◆ **WORK ITEM**
Answer these questions about the text on identifying hotspots in 3D CFD simulations:
(a) According to the text, what do 3D CFD simulations make possible, in contrast to 0D simulations?
(b) How many engine cycles does the LES data behind the method cover?
(c) How many calibration parameters does the method have?

Efficient Post-Processing Method for Identification of Local Hotspots in 3D CFD Simulations 2022-37-0005

Knocking is one of today’s main limitations in the ongoing efforts to increase efficiency and reduce emissions of spark-ignition engines. Especially for synthetic fuels or any alternative fuel type in general with a much steeper increase of the knock frequency at the KLSA, such as hydrogen, precise knock prediction is crucial to exploit their full potential. This paper therefore proposes a post-processing tool enabling further investigations to continuously gain better understanding of the knocking phenomenon. In this context, evaluation of local auto-ignitions preceding knock is crucial to improve knowledge about the stochastic occurrence of knock but also identify critical engine design to further optimize the geometry. In contrast to 0D simulations, 3D CFD simulations provide the possibility to investigate local parameters in the cylinder during the combustion. Measurement of auto-ignition yields challenges regarding the small time frame of the phenomenon and the required optical access to the combustion chamber. However, manual identification of auto-igniting hotspots within 3D CFD simulations is extremely time-consuming and not reasonable if a multitude of engine cycles or operating conditions have to be evaluated. This paper, therefore, introduces a post-processing method that allows automated identification of auto-igniting areas named hotspots. The method is developed based on LES data of 100 engine cycles at a single operating point and uses a geometrical comparison of the propagating flame front at different times to distinguish cells of a hotspot from the spark-ignited flame front. Two calibration parameters allow tuning of the method to make it applicable for various engines. The results show reliable identification of auto-igniting hotspots. The proposed method consequently provides an efficient tool for the investigation of local parameters related to auto-ignition that helps to improve understanding of the knocking phenomenon and consequently improves the engine development process.

◆ **EXTRACTED RECORDS**
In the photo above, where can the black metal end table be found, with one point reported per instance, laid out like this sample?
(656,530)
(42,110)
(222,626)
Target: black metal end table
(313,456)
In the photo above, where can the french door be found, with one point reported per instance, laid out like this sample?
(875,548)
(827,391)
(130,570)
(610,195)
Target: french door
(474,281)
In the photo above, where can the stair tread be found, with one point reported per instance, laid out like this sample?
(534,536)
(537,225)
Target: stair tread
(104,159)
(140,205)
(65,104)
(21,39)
--
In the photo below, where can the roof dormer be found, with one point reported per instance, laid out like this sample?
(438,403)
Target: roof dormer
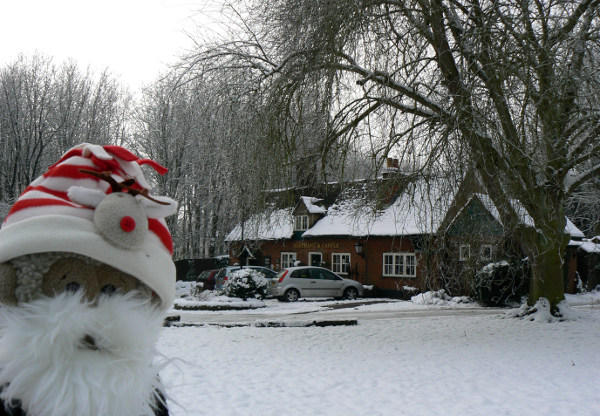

◆ **RESPONSE BOX**
(a) They make it possible to investigate local parameters in the cylinder during combustion.
(b) 100 engine cycles, at a single operating point.
(c) Two.